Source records
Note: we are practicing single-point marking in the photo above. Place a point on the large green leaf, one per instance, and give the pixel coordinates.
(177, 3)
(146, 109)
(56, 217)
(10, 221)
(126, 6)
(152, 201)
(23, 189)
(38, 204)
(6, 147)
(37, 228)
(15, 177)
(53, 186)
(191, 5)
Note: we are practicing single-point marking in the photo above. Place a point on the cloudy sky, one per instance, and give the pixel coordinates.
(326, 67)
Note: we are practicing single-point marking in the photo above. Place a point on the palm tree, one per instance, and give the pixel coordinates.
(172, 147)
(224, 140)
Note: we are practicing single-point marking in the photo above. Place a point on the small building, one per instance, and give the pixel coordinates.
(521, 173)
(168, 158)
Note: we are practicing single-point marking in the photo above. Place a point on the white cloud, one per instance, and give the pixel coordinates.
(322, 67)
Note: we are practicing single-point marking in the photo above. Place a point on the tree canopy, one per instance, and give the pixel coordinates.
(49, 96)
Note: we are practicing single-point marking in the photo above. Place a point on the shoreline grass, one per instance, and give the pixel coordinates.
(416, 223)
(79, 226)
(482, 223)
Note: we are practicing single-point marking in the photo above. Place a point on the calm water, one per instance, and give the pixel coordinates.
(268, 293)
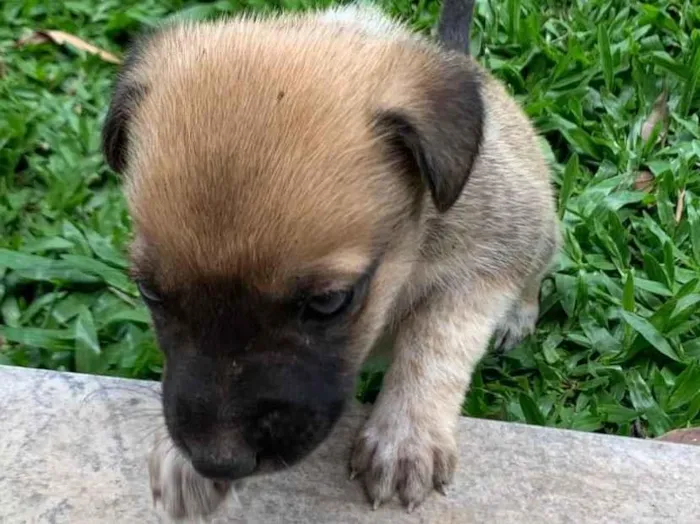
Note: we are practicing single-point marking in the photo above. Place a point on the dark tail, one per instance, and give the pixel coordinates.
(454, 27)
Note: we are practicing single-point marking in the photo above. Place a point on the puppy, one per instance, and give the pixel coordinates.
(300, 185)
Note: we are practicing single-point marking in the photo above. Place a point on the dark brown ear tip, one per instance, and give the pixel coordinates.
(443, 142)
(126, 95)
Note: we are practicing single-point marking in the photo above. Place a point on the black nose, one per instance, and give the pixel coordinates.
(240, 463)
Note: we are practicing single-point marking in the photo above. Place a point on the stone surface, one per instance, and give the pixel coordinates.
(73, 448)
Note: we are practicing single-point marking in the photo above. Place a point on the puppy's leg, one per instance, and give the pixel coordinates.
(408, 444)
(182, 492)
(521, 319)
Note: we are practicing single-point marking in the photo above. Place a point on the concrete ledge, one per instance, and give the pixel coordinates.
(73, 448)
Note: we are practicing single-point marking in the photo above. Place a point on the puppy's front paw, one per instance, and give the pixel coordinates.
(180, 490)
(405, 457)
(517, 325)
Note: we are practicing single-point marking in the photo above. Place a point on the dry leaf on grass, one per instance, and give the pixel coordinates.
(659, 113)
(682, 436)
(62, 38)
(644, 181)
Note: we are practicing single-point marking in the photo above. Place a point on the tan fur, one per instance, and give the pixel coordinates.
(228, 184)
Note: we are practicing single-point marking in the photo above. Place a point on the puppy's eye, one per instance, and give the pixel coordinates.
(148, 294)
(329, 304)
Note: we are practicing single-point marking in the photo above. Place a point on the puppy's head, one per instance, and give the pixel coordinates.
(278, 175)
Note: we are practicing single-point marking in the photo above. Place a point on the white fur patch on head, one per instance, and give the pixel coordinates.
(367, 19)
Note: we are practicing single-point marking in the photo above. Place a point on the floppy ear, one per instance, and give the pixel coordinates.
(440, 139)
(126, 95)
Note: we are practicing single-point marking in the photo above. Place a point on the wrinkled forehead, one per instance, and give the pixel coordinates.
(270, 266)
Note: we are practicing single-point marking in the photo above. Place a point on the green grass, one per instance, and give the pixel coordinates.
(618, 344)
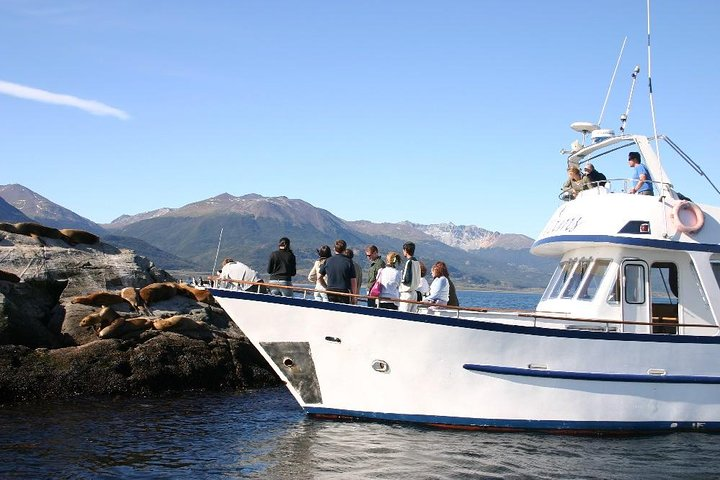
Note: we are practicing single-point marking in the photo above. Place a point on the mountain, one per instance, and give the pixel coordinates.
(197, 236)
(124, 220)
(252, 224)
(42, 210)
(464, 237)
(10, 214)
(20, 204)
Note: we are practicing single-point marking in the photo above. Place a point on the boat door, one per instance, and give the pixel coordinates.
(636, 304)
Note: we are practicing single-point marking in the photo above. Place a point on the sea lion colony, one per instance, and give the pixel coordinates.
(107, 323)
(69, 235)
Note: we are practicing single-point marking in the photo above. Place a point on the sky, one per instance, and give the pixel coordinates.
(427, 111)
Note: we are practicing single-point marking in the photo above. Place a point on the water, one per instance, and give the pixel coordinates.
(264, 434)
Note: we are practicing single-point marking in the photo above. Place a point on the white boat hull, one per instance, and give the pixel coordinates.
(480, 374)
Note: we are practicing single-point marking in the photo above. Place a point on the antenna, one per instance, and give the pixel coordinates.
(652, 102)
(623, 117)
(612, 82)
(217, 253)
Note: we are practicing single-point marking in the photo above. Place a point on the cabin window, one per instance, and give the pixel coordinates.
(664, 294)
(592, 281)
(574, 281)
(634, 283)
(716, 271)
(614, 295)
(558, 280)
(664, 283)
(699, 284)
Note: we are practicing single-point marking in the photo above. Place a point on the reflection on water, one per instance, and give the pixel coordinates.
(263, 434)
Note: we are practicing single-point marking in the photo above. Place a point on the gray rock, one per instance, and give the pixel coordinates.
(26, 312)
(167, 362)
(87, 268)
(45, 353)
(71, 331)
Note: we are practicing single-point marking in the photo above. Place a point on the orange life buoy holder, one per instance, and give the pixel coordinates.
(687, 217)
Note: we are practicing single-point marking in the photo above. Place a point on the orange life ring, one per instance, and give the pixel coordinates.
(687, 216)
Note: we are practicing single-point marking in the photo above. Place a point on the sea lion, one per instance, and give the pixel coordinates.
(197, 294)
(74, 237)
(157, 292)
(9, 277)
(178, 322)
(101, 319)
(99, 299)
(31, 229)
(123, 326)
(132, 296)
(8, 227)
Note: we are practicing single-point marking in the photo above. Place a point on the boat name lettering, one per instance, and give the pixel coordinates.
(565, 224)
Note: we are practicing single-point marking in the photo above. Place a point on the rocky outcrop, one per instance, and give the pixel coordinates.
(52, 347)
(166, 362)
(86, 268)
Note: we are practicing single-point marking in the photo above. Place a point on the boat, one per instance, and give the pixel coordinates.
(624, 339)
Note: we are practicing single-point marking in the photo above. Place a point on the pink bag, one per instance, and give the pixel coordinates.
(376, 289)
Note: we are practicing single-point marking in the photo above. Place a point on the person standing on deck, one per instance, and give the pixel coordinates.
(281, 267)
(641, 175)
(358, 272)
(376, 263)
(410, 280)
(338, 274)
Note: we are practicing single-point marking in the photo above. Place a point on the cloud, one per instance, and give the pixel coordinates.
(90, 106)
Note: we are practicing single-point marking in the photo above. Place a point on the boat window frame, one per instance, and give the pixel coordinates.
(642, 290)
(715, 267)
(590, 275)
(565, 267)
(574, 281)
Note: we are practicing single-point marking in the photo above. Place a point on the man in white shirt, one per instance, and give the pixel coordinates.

Required work
Without including any pictures, please restate all the records exactly.

Output of the exercise
Note: we are practicing single-point marking in the photo above. Place a point on the large green leaf, one per instance, and give the pixel coordinates.
(177, 3)
(146, 109)
(56, 217)
(10, 221)
(126, 6)
(152, 201)
(23, 189)
(38, 204)
(6, 147)
(37, 228)
(15, 177)
(53, 186)
(191, 5)
Note: we are practicing single-point marking in the photo above. Place a point on the cloudy sky, one per instance, and give the pixel coordinates.
(326, 67)
Note: we are practicing single-point marking in the photo above. Place a point on the palm tree, one per instance, and give the pixel coordinates.
(172, 147)
(224, 140)
Note: we are practicing single-point marking in the photo above. Place a point on the small building, one per instance, and give the pixel coordinates.
(521, 173)
(168, 158)
Note: we are practicing single-point marking in the photo above. Place a point on the white cloud, one per instance, and give the pixel coordinates.
(322, 67)
Note: we are practicing single-point marking in the photo above. Place a point on the tree canopy, one per instance, and give the pixel coordinates.
(49, 96)
Note: we are practicing single-point marking in the photo above. Place a point on the shoreline grass, one per instance, and give the pixel coordinates.
(416, 223)
(79, 226)
(482, 223)
Note: we are practicing single-point marking in the photo above. Place a point on the calm water, one per instance, and give the pixel coordinates.
(268, 293)
Note: we are practicing single-point marking in the photo above. Place a point on the dark tail, one per instance, and give the pixel coordinates.
(454, 27)
Note: we are practicing single-point marking in the photo above. Place a point on the puppy, one per instance, and give the pixel coordinates.
(300, 185)
Note: we are practicing single-point marking in the photo above. Place a point on the dark brown ear tip, one per instance, and give the pixel coordinates.
(443, 142)
(126, 95)
Note: we are practicing single-point marking in the photo above. Place a point on the black nose, one per instance, and give the pixel coordinates.
(240, 463)
Note: we are practicing single-point marking in the photo above. Place a point on the stone surface, one per instance, and give the pixel coordinates.
(73, 448)
Note: we are practicing single-point marking in the photo above. Place a point on the puppy's leg, one per instance, and give the pixel coordinates.
(408, 444)
(182, 492)
(521, 319)
Note: we are practicing single-point marking in the photo above. Place a point on the concrete ledge, one per instance, and give the pixel coordinates.
(73, 448)
Note: we are practicing single-point marking in the photo above. Place a point on the puppy's front paw, one per instance, and give the pixel coordinates.
(180, 490)
(405, 457)
(517, 325)
Note: we are practicing single-point marking in the photo above. Place a point on the dry leaf on grass, one per instance, and give the pixel coordinates.
(659, 113)
(682, 436)
(62, 38)
(644, 181)
Note: we are practicing single-point marking in the photo above. Place a point on the tan fur, one per instance, and give the pixel coordinates.
(228, 184)
Note: we are practicing single-point marking in the photo above. Place a point on the puppy's eye, one per instance, and give the pixel coordinates.
(148, 294)
(329, 304)
Note: we are practicing single-point marking in the photo above. Place a point on the puppy's head, one per instance, and give the pixel coordinates.
(278, 175)
Note: we are practicing single-point marking in the photo above. Place a point on the white fur patch on head, one per instance, and give the pixel coordinates.
(367, 19)
Note: we are practicing single-point marking in the photo above. Place a point on the floppy ear, one per instance, and give the pixel coordinates.
(440, 139)
(126, 95)
Note: we are practicing single-point marking in the photo above. Place a point on the wrinkled forehead, one per instance, and give the pixel coordinates.
(270, 266)
Note: we are practicing single-point marking in the photo above. Place a point on the green grass, one per instance, and give the pixel coordinates.
(618, 344)
Note: we are practicing single-point marking in the photo above. Place a point on the mountain, one per instance, and give the pixel coordinates.
(197, 236)
(124, 220)
(252, 224)
(42, 210)
(464, 237)
(10, 214)
(20, 204)
Note: we are practicing single-point marking in the photo above. Place a point on the boat door, one per instance, and give the pixel coordinates.
(636, 304)
Note: we are practicing single-point marking in the photo above. Place a point on the sea lion colony, one per instance, and give the pixel coordinates.
(107, 323)
(69, 235)
Note: we are practicing single-point marking in the photo above. Place a point on the sky, one per instance, and give the pixel coordinates.
(427, 111)
Note: we are practicing single-point marking in the photo above. Place a point on the water, one per instance, and give the pixel coordinates.
(264, 434)
Note: we are practicing single-point marking in the photo above. Place a point on the white boat hull, one per instance, and give the pixel coordinates.
(480, 374)
Note: we are practicing single-point marking in the photo above. Place a point on the antenna, one per instance, and give the pixel coordinates.
(652, 102)
(623, 117)
(612, 82)
(217, 253)
Note: we are practicing single-point marking in the photo above. Place a point on the cabin window, one per instance, and give the pixel coordinates.
(664, 294)
(592, 281)
(574, 281)
(634, 283)
(716, 271)
(614, 295)
(558, 280)
(664, 283)
(699, 284)
Note: we are practicing single-point marking in the photo above. Place a point on the reflection on water, one per instance, and give the pixel coordinates.
(263, 434)
Note: we are practicing single-point marking in the photo above. Place a point on the gray rock, one per instance, and give the pixel coordinates.
(26, 312)
(167, 362)
(87, 268)
(45, 353)
(71, 331)
Note: we are practicing single-point marking in the photo above. Place a point on the orange life buoy holder, one per instance, and give the pixel coordinates.
(687, 217)
Note: we are practicing single-point marking in the photo above. Place a point on the orange life ring, one per instance, and give the pixel coordinates.
(687, 216)
Note: we are practicing single-point marking in the photo above. Place a point on the sea lion, one per instance, and give the pixel coordinates.
(197, 294)
(74, 237)
(157, 292)
(9, 277)
(178, 322)
(101, 319)
(99, 299)
(31, 229)
(123, 326)
(132, 296)
(8, 227)
Note: we are practicing single-point marking in the photo above. Place a point on the boat name lettering, one per instance, and give the pixel coordinates.
(565, 224)
Note: we are practicing single-point marking in the photo above. Place a point on the rocky outcrop, one per instance, and give the pixel coordinates.
(52, 347)
(166, 362)
(86, 268)
Note: we are practicing single-point marking in the photo above. Place a point on the boat, one per instance, and give the pixel coordinates.
(624, 339)
Note: we are practicing single-point marking in the photo above. Place a point on the pink bag, one per instance, and give the pixel coordinates.
(376, 289)
Note: we are practicing single-point marking in the photo above. Place a point on the person standing on deck, one per instance, and give the pixel coordinates.
(281, 267)
(641, 175)
(358, 272)
(376, 263)
(410, 280)
(338, 274)
Note: we are practicing single-point marking in the photo above. Place a point on the cloud, one per instance, and give the pixel coordinates.
(90, 106)
Note: we are practicing single-point marking in the photo above. Place a point on the boat window frame, one per instance, and give the pixel coordinates.
(642, 290)
(715, 267)
(590, 275)
(565, 267)
(574, 281)
Note: we are practicing single-point marking in the photo above. Place a point on the man in white shirt, one per instance, and give the pixel coordinates.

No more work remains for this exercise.